▶ _Problem description_: An exact reproduction of the lines below, from the first through the one with "Target: white glove", is the whole answer; pictures have no place in it.

(Available data begins)

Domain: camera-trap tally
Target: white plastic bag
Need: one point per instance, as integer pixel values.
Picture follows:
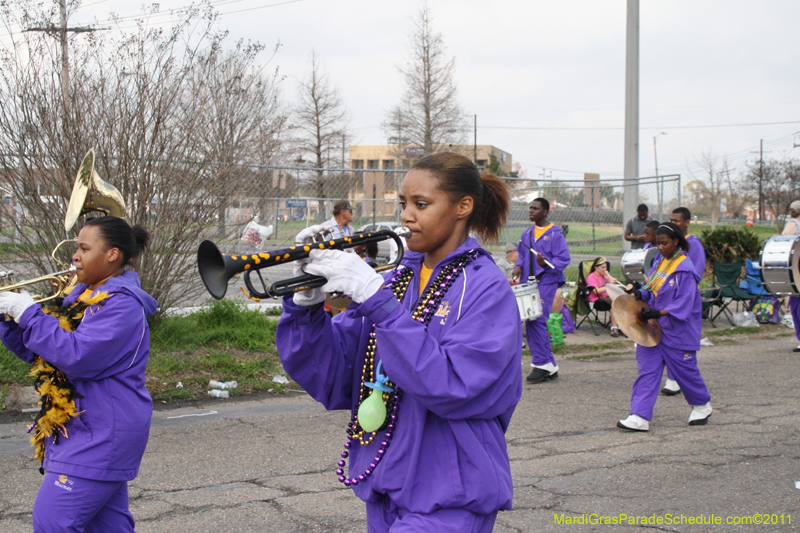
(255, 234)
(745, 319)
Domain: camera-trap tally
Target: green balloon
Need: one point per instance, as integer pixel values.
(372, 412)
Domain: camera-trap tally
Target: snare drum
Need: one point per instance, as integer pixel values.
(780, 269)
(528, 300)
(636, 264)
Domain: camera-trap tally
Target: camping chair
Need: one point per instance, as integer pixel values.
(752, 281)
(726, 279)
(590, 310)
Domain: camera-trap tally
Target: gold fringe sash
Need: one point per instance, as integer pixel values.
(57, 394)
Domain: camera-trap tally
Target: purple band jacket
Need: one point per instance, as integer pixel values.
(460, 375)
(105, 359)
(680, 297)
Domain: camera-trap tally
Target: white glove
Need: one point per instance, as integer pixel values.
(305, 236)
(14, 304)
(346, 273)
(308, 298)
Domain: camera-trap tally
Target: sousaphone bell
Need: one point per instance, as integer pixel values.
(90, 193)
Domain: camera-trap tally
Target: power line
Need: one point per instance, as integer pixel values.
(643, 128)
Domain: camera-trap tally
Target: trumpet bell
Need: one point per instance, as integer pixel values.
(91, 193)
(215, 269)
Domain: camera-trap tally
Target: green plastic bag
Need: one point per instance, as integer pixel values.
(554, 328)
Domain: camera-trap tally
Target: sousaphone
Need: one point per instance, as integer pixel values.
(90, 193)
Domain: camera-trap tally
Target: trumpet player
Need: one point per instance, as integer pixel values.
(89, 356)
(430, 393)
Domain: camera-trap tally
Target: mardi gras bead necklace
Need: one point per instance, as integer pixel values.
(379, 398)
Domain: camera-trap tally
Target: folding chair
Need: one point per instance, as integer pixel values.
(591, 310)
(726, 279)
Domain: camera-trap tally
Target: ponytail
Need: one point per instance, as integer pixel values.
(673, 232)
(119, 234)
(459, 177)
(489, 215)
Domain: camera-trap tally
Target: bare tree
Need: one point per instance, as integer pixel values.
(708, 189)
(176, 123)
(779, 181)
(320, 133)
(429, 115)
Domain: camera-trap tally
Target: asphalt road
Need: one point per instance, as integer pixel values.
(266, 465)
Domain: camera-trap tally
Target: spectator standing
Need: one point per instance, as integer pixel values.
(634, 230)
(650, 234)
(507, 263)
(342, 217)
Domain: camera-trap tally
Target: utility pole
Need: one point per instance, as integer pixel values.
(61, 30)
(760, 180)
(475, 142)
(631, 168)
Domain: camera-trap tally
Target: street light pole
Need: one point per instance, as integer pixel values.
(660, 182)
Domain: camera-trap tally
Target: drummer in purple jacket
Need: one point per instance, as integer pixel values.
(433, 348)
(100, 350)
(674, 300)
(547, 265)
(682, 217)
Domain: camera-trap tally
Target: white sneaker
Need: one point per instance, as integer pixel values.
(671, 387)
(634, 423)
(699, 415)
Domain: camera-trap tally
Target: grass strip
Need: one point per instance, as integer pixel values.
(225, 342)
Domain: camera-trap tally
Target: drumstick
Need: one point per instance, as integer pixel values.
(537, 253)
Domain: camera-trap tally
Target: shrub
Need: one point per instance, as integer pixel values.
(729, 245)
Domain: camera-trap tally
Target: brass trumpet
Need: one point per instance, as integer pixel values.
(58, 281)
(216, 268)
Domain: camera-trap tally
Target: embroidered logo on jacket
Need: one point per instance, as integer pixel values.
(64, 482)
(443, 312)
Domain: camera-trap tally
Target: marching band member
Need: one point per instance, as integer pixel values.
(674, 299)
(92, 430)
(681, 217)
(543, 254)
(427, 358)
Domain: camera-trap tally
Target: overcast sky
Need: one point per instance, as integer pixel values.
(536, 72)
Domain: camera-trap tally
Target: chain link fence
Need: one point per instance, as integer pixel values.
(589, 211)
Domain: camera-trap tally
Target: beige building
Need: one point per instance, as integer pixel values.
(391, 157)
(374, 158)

(Available data ends)

▶ _Solution below_:
Domain: camera-trap tally
Target: white plastic bag
Need: one point per instance, as integer pixel values.
Picture follows:
(255, 234)
(745, 319)
Domain: camera-trap tally
Target: green balloon
Need: one point per instance, as integer pixel values.
(372, 412)
Domain: camera-trap tally
Target: snare drum
Need: one point per instance, as integer pixel values.
(780, 269)
(528, 300)
(636, 264)
Domain: camera-trap tally
Target: camping chair
Need: one point per instance, as integer pixel values.
(752, 281)
(726, 279)
(590, 310)
Domain: camera-trap tally
Target: gold fringe sash
Need: one point per instance, as integer pixel values.
(57, 394)
Domain: camera-trap tally
Target: purple band jacket
Need: one point per instance, as integer pixel values.
(460, 375)
(105, 359)
(680, 297)
Domain: camera-trap tally
Target: white glove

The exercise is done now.